++++ Data for processing ++++
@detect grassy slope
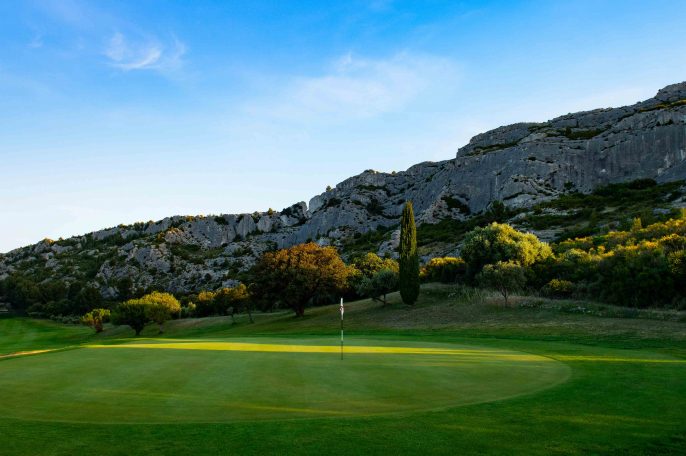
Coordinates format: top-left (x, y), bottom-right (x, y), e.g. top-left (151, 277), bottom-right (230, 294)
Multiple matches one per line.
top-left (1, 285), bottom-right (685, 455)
++++
++++ Data for processing ++++
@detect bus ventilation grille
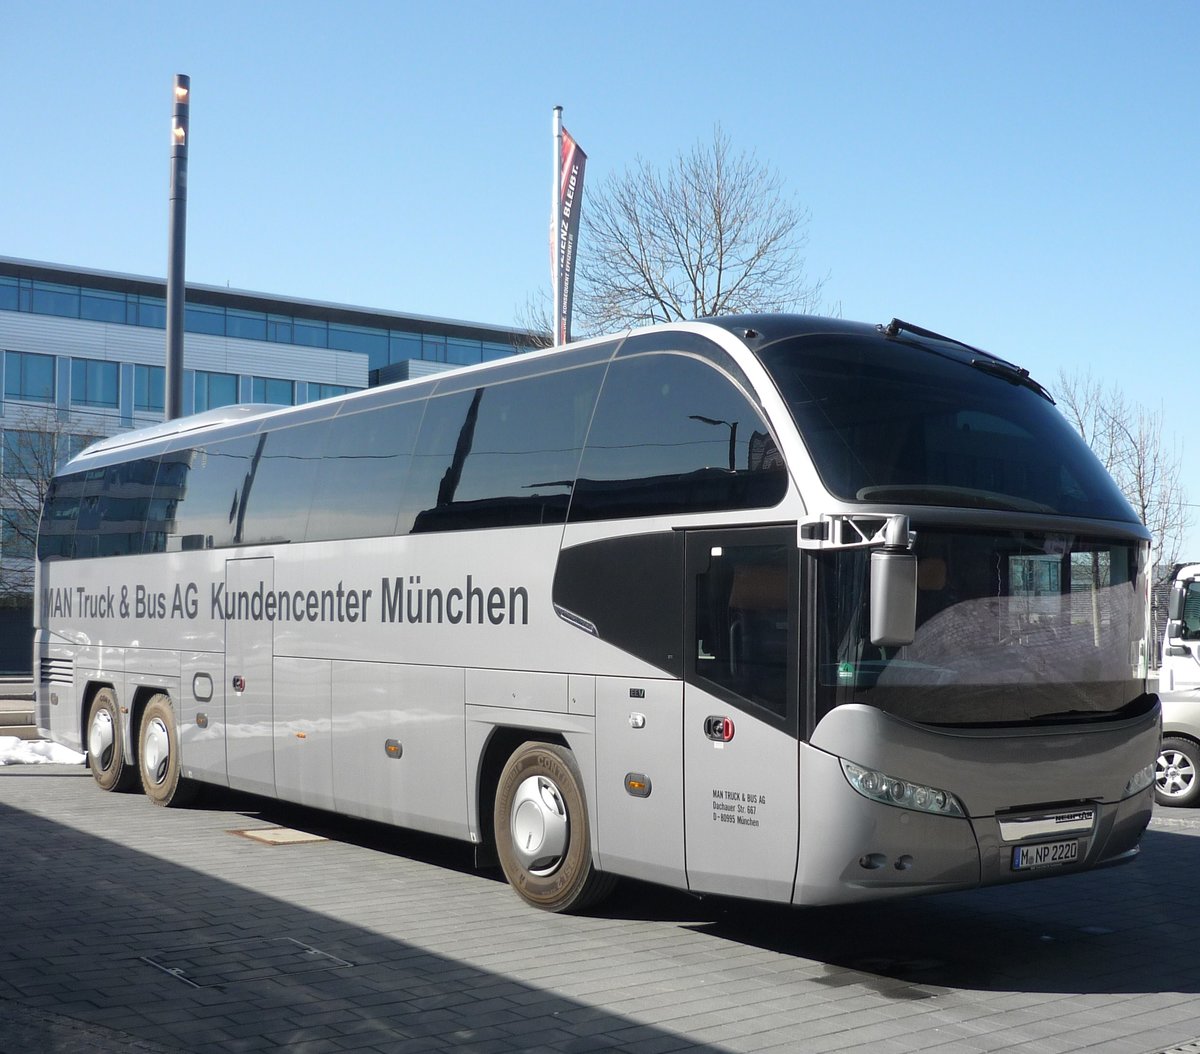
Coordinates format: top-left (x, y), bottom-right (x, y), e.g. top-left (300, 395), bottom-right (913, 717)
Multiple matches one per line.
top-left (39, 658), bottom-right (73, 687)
++++
++++ Data for processing ++++
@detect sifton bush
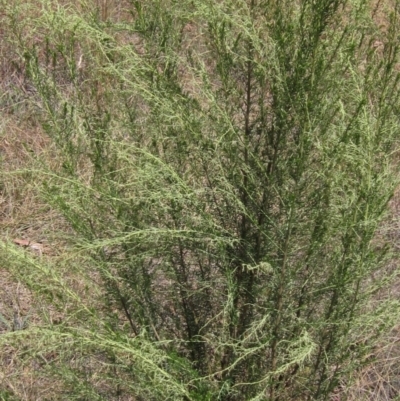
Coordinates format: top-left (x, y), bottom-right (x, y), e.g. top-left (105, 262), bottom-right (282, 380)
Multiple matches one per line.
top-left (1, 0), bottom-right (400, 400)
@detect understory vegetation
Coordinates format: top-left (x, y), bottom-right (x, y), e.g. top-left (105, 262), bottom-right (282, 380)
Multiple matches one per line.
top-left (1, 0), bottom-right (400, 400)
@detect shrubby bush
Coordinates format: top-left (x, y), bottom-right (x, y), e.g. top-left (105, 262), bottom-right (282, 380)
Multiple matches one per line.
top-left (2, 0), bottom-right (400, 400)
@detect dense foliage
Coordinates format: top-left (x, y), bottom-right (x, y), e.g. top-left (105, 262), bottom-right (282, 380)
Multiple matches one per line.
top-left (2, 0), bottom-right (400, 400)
++++
For each line of the data that has the word "bush", report that line.

@detect sifton bush
@detect shrubby bush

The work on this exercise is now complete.